→ Point-per-instance localization data:
------------------------------------------------------------

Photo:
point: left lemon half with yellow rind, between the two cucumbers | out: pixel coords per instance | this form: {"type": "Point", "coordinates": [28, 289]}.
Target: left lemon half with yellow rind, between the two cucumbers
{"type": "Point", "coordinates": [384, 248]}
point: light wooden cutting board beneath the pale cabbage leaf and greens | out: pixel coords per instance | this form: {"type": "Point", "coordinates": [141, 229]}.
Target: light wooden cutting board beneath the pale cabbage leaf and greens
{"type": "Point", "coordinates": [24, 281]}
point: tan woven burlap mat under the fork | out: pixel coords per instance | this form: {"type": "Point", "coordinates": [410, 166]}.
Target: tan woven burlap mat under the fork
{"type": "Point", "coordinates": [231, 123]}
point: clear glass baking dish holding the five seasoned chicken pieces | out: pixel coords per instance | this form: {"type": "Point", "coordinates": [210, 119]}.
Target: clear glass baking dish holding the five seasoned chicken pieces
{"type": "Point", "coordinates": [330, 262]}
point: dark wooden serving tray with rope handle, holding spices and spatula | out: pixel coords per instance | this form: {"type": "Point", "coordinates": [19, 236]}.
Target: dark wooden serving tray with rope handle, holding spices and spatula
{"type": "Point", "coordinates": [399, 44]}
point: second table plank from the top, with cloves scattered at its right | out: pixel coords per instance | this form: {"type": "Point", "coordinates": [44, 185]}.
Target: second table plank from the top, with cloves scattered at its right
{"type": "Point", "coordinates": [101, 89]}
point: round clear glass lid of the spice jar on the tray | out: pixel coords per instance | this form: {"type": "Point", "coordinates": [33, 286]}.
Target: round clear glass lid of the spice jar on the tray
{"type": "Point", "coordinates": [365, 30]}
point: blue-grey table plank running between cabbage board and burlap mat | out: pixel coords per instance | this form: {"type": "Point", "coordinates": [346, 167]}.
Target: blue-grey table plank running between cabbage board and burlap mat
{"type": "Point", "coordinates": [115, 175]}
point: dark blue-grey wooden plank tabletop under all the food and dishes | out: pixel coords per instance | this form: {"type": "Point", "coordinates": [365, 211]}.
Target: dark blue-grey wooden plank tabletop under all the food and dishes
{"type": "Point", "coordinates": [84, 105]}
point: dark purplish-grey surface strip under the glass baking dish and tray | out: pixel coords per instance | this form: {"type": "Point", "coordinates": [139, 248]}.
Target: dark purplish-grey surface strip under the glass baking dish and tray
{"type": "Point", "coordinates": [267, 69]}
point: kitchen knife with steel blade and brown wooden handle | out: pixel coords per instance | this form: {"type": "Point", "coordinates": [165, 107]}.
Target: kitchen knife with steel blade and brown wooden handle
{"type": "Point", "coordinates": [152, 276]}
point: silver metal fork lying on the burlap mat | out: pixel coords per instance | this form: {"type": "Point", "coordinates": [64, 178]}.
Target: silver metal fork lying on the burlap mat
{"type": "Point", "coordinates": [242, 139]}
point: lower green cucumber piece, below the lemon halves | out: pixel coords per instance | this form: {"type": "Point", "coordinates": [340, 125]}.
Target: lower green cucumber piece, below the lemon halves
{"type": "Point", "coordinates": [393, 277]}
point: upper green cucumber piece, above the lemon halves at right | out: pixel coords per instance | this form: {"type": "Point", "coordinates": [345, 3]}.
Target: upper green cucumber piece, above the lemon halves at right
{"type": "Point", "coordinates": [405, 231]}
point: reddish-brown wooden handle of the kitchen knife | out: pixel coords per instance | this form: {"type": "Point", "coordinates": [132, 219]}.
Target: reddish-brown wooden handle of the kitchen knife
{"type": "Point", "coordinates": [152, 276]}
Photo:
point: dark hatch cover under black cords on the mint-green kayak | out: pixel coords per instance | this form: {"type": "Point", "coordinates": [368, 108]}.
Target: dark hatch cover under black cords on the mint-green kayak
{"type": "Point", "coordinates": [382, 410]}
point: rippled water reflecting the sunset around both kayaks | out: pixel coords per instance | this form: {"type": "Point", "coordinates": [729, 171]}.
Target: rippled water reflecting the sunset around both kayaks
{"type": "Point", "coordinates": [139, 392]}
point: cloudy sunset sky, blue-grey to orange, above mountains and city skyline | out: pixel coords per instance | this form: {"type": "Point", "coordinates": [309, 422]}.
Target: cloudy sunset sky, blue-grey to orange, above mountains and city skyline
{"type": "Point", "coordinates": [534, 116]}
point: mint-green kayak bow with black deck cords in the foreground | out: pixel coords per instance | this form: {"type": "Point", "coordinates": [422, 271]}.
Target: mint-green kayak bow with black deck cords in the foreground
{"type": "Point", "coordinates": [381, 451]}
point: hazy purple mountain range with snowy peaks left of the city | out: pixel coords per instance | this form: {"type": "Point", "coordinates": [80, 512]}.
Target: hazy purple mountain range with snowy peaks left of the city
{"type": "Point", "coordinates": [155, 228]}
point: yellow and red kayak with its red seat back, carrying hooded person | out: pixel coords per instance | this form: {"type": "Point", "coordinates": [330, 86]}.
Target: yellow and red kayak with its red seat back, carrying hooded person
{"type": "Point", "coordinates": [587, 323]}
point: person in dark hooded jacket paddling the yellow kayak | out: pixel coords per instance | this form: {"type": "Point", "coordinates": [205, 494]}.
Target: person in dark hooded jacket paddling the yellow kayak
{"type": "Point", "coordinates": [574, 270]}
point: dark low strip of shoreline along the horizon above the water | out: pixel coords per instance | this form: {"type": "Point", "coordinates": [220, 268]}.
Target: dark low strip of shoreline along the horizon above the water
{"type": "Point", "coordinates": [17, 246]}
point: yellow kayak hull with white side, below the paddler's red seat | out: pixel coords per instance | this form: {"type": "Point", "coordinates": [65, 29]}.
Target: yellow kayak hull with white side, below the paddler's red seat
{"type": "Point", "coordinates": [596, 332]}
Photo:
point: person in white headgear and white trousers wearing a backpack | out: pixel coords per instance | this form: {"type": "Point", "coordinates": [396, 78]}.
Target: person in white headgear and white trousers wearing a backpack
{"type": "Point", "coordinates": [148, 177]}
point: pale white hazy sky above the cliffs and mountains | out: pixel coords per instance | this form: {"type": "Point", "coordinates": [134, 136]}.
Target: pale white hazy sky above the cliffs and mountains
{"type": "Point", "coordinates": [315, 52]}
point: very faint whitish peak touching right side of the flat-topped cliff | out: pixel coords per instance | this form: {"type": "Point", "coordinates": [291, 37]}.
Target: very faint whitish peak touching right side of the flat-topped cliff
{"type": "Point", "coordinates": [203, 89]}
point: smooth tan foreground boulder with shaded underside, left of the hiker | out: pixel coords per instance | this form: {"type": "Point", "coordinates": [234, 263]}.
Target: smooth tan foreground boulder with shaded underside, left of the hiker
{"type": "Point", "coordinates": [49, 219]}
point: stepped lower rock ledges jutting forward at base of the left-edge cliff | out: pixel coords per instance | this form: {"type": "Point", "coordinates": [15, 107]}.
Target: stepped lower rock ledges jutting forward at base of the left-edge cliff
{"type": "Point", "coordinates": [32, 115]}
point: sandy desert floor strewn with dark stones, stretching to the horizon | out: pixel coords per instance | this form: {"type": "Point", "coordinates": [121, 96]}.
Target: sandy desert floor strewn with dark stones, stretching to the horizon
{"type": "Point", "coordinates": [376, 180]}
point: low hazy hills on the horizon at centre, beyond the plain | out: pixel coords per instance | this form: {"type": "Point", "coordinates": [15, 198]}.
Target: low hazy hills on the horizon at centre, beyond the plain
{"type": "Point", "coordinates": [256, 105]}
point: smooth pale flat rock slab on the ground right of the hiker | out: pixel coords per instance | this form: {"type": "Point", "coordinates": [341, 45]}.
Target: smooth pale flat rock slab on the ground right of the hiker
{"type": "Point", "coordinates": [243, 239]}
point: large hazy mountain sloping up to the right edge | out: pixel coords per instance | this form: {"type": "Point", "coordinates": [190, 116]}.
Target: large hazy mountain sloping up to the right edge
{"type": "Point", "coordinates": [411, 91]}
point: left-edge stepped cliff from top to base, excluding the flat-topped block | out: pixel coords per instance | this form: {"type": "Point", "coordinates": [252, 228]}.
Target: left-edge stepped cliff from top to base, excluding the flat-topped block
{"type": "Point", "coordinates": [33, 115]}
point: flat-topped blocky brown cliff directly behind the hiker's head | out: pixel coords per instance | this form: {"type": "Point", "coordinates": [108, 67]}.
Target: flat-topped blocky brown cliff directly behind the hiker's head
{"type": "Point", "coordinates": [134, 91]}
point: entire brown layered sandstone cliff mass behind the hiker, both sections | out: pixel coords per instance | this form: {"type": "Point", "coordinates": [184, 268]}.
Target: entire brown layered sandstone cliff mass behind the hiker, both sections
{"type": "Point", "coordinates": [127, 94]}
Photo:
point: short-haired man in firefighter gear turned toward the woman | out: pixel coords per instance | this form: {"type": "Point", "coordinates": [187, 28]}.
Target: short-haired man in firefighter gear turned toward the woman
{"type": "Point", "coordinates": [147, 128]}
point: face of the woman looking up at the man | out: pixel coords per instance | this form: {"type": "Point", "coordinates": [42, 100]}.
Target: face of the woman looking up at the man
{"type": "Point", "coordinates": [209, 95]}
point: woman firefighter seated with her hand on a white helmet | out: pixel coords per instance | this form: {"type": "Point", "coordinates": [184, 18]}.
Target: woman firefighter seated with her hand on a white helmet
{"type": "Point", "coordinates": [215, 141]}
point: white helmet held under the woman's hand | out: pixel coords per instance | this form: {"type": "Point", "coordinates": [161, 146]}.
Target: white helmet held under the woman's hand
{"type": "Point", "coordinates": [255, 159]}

------------------------------------------------------------

→ Your assignment: All lines above from the line with "Target: flat-topped blocky" through the line with "point: short-haired man", both included, are to be set down exactly, with nothing else.

→ Solution for this exercise:
Target: flat-topped blocky brown cliff directly behind the hiker's head
{"type": "Point", "coordinates": [134, 91]}
point: entire brown layered sandstone cliff mass behind the hiker, both sections | out: pixel coords per instance | this form: {"type": "Point", "coordinates": [184, 268]}.
Target: entire brown layered sandstone cliff mass behind the hiker, both sections
{"type": "Point", "coordinates": [127, 94]}
Photo:
point: short-haired man in firefighter gear turned toward the woman | out: pixel coords per instance | this form: {"type": "Point", "coordinates": [187, 28]}.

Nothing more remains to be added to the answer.